--- START OF Data for this task ---

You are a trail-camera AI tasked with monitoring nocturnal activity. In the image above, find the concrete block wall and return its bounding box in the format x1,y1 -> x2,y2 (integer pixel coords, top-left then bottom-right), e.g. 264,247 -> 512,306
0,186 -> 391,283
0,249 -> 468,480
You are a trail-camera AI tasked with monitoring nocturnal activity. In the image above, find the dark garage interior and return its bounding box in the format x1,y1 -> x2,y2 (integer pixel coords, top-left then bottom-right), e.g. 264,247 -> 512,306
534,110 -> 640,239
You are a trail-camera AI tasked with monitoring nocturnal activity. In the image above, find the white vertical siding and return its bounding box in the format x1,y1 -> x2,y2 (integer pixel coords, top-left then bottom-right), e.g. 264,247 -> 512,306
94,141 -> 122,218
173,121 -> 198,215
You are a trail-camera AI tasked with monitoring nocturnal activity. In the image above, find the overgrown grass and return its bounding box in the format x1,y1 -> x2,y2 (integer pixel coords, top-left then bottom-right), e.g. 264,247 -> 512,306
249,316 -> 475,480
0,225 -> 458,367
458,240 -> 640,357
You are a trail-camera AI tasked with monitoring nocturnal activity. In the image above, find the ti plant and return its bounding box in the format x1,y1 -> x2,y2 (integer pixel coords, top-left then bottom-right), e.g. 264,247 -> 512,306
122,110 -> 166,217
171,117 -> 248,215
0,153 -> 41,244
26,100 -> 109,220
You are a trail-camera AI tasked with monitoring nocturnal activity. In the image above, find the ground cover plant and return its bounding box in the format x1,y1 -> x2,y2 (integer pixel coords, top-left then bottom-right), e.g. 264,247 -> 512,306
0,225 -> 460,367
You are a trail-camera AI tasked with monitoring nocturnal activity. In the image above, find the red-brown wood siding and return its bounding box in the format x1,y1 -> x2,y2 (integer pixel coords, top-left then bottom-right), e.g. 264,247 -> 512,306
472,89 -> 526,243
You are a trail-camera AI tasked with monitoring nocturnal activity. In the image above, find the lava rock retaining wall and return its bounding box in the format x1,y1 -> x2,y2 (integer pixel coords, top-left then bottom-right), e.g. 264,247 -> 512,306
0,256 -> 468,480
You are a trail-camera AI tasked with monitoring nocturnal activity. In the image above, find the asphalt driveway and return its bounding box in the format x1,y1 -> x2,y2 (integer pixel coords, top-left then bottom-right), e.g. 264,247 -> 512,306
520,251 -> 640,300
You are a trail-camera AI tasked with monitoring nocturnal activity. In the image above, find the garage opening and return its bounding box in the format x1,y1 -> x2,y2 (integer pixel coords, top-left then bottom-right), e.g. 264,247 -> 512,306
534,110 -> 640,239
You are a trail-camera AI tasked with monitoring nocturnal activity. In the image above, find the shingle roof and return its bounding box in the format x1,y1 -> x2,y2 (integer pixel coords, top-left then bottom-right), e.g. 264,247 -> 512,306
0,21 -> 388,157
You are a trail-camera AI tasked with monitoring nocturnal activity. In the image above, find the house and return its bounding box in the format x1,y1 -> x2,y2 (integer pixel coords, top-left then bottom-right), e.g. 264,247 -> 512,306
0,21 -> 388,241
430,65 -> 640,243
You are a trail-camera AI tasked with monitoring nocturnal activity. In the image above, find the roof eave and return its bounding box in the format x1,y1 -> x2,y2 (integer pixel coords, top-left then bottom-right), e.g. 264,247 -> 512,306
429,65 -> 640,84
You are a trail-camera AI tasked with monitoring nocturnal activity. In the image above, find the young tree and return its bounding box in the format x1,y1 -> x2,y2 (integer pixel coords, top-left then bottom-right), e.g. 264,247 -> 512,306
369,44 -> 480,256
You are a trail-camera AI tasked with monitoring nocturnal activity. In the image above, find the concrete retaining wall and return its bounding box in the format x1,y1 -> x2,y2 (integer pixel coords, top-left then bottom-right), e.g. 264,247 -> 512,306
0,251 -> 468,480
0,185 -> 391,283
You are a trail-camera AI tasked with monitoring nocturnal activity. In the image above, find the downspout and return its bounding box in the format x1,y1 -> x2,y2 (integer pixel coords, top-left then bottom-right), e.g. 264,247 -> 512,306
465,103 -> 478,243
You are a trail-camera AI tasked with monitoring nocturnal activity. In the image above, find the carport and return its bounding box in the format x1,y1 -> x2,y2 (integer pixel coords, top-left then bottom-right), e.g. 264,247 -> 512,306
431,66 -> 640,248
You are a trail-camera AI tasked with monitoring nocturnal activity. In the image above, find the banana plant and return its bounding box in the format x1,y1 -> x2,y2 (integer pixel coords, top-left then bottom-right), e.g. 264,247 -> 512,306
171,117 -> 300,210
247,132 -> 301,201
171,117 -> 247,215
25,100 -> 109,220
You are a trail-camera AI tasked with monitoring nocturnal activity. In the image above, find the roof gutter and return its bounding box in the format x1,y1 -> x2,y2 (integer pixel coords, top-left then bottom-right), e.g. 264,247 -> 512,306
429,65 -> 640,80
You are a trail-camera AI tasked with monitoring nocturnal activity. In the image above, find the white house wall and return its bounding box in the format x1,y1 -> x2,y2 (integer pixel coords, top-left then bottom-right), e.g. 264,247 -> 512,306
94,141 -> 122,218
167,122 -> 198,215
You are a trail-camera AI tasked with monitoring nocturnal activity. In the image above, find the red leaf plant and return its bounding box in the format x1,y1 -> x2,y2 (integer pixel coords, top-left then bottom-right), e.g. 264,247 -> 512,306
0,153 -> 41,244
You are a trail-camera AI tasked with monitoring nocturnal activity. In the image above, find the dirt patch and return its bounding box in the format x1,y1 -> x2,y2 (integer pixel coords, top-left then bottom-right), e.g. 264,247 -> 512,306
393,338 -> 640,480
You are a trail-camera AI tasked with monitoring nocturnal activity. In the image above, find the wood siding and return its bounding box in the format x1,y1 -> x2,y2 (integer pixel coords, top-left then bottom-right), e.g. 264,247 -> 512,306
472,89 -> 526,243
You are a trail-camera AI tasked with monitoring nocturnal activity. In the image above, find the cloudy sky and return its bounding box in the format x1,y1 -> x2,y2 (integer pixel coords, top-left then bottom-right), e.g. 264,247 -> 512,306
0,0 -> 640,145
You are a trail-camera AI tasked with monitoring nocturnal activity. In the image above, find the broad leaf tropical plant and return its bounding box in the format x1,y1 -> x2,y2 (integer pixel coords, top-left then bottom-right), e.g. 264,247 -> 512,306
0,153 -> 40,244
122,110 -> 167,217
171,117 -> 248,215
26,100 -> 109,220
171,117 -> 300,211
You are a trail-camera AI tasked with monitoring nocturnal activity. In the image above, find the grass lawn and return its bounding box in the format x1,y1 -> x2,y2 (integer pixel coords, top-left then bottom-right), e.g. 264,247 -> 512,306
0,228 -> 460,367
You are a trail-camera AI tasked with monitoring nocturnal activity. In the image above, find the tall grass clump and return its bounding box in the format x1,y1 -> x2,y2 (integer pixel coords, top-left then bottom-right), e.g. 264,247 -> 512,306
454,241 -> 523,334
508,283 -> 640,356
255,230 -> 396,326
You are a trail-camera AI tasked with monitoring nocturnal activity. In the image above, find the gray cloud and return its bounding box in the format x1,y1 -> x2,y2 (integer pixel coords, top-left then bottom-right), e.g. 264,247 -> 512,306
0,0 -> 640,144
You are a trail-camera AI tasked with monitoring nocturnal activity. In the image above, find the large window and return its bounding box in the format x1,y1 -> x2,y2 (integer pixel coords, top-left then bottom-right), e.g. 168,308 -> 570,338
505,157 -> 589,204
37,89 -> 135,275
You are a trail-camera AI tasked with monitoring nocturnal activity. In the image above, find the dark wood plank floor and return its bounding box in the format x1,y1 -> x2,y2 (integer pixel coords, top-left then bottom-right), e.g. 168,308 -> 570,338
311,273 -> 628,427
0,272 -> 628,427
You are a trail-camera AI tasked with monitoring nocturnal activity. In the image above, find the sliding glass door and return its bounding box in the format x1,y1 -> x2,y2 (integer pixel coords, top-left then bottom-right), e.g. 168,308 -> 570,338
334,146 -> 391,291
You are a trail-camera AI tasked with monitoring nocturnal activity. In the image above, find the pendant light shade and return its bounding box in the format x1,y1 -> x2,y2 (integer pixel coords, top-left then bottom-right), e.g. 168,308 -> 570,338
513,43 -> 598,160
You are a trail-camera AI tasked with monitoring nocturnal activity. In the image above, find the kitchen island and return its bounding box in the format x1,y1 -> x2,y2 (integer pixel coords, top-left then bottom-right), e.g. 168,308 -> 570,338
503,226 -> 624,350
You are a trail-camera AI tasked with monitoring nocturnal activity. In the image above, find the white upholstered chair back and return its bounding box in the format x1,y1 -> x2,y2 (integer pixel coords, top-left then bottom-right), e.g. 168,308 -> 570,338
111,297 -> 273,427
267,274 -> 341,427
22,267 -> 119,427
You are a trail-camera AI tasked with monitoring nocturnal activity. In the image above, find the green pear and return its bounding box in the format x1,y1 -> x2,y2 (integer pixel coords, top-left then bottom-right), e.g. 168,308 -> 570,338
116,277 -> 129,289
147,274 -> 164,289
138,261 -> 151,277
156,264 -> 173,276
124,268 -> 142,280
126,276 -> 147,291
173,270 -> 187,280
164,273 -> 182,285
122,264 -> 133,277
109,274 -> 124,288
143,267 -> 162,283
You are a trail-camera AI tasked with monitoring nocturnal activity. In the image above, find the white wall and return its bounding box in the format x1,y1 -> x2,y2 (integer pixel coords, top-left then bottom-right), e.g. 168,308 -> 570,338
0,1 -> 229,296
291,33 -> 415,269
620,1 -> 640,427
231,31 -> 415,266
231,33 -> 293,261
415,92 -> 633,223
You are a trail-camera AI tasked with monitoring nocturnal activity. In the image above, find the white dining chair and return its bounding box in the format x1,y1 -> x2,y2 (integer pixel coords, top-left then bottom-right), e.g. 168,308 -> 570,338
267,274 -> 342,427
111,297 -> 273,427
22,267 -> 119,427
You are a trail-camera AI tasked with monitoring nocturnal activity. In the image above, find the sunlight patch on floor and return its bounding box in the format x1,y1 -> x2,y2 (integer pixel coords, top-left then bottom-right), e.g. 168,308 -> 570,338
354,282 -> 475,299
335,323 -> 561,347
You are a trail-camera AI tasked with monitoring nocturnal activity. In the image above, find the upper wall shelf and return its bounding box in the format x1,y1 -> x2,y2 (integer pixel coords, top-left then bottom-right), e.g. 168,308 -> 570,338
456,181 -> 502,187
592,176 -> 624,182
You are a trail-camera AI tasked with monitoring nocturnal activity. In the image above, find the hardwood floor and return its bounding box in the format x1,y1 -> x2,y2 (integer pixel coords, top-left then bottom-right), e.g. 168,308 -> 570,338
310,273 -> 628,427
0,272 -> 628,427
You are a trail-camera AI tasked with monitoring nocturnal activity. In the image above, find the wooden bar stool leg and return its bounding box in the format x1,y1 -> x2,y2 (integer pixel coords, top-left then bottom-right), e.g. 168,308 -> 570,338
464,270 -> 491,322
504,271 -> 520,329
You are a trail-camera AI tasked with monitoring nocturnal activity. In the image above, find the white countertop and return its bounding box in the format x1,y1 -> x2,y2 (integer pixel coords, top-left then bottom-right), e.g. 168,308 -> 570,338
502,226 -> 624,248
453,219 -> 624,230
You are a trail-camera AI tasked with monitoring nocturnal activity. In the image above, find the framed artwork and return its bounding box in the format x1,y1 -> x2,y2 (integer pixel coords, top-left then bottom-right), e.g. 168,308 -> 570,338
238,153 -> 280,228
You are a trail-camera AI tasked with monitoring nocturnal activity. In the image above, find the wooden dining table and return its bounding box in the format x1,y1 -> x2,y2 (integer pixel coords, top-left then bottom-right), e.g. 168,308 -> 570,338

--- END OF Data for this task ---

What you should do: Copy the lines of the data above word for word, starting at the line that contains "find the tall" and ending at the line that contains "255,230 -> 396,326".

Response:
You are a trail-camera AI tasked with monitoring nocturnal activity. In the image above, find the tall grass clump and return its bounding box in the format x1,y1 -> x2,y2 (integer pixel coords, top-left then bottom-right), e.g. 264,247 -> 512,306
454,241 -> 523,334
508,283 -> 640,356
255,230 -> 396,326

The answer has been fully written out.